What is asked | Rewrite the listing below from the line with "Task: locate the white cloud" to the line with "[(628, 269), (360, 474), (141, 244), (518, 78), (254, 478)]", keeping the requests as they are. Scale every coordinate in the answers by 2.6 and round each result to a whole number, with halves rounded up.

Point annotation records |
:::
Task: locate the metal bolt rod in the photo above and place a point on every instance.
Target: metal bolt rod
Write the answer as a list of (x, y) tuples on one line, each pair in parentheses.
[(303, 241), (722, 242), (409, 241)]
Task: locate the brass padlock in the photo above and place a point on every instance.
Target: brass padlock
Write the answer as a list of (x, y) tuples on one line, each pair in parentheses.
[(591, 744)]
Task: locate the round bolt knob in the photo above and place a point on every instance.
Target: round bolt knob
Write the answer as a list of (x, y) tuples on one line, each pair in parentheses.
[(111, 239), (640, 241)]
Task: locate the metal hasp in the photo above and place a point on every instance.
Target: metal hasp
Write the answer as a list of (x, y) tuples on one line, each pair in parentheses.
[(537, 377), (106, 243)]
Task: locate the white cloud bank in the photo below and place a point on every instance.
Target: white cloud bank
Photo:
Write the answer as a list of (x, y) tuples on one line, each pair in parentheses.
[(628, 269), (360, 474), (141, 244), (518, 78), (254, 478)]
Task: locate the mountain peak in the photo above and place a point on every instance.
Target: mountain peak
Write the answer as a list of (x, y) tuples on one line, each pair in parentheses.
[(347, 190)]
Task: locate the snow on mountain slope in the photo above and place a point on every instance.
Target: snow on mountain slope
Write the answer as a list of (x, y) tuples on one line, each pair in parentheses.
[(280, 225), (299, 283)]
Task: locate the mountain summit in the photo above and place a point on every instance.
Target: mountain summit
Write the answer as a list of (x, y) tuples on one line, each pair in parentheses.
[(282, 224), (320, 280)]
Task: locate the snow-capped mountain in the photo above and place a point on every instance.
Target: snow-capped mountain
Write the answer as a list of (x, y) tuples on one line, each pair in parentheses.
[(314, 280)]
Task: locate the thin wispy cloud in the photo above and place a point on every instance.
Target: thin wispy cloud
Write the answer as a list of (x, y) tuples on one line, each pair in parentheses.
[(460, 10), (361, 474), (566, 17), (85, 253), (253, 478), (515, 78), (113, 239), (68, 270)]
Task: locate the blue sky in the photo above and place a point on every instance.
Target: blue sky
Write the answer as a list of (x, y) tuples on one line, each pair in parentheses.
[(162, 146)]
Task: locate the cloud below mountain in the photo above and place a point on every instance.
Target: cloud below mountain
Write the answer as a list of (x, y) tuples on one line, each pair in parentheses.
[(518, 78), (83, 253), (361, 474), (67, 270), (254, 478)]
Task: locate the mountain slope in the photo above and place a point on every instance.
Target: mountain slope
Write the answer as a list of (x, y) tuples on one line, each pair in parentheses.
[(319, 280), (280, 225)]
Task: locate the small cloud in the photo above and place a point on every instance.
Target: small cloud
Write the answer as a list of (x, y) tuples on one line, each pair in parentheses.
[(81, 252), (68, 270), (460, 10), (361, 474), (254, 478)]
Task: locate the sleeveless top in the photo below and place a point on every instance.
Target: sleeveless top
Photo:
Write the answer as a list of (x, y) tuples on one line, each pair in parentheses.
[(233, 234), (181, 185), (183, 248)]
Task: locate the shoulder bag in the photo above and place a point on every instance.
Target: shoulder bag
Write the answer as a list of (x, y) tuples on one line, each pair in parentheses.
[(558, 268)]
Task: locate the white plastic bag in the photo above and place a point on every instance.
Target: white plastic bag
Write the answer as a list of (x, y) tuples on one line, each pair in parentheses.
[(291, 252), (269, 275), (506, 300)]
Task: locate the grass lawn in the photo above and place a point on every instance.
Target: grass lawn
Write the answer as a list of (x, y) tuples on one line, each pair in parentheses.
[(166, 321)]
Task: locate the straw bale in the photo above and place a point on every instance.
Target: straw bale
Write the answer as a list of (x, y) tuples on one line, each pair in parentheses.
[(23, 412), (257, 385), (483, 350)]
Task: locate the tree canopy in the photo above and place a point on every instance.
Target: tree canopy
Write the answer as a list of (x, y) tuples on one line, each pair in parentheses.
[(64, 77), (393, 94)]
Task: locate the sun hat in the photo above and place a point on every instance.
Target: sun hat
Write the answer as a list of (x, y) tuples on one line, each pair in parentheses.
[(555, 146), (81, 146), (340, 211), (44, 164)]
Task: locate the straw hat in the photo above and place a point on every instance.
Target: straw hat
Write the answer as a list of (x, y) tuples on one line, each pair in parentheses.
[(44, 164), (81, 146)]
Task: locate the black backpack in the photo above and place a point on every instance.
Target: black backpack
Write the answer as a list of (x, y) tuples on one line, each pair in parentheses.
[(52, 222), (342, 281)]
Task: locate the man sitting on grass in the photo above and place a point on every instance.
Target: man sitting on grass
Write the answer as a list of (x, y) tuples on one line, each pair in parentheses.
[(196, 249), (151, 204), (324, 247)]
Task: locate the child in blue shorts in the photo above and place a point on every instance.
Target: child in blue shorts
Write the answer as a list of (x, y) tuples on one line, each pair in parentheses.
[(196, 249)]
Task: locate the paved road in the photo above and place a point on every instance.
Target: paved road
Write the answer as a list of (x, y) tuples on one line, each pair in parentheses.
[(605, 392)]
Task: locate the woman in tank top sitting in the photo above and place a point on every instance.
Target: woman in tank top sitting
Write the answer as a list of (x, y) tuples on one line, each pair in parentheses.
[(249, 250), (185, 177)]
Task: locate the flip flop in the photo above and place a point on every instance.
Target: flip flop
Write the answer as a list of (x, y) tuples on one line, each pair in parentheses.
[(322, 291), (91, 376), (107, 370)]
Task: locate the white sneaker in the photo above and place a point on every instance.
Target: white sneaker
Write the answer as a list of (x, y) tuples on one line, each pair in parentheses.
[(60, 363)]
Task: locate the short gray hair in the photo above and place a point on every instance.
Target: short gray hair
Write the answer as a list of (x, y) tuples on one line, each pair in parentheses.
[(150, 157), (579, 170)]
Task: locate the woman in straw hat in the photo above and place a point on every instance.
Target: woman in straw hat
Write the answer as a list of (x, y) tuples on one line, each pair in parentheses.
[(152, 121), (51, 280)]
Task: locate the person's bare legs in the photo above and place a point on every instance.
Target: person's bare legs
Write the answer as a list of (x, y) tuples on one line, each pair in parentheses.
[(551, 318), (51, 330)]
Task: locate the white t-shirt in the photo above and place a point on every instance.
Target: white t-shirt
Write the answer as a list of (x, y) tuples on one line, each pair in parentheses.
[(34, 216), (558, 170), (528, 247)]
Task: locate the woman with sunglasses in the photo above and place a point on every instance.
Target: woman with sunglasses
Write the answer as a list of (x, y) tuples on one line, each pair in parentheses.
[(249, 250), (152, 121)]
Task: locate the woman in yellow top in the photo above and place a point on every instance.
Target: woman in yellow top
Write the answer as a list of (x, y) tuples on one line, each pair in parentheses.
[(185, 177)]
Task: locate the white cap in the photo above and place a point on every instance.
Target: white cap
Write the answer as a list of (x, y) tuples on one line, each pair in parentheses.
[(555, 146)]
:::
Solution to the exercise |
Task: locate the white cloud bank in the photo below and place a point on every instance.
Target: white cloud bank
Photo:
Write the answer as a list of (x, y) tuples on one line, each pair in parentheses.
[(1633, 699), (936, 1232), (367, 634), (1347, 203), (660, 1243)]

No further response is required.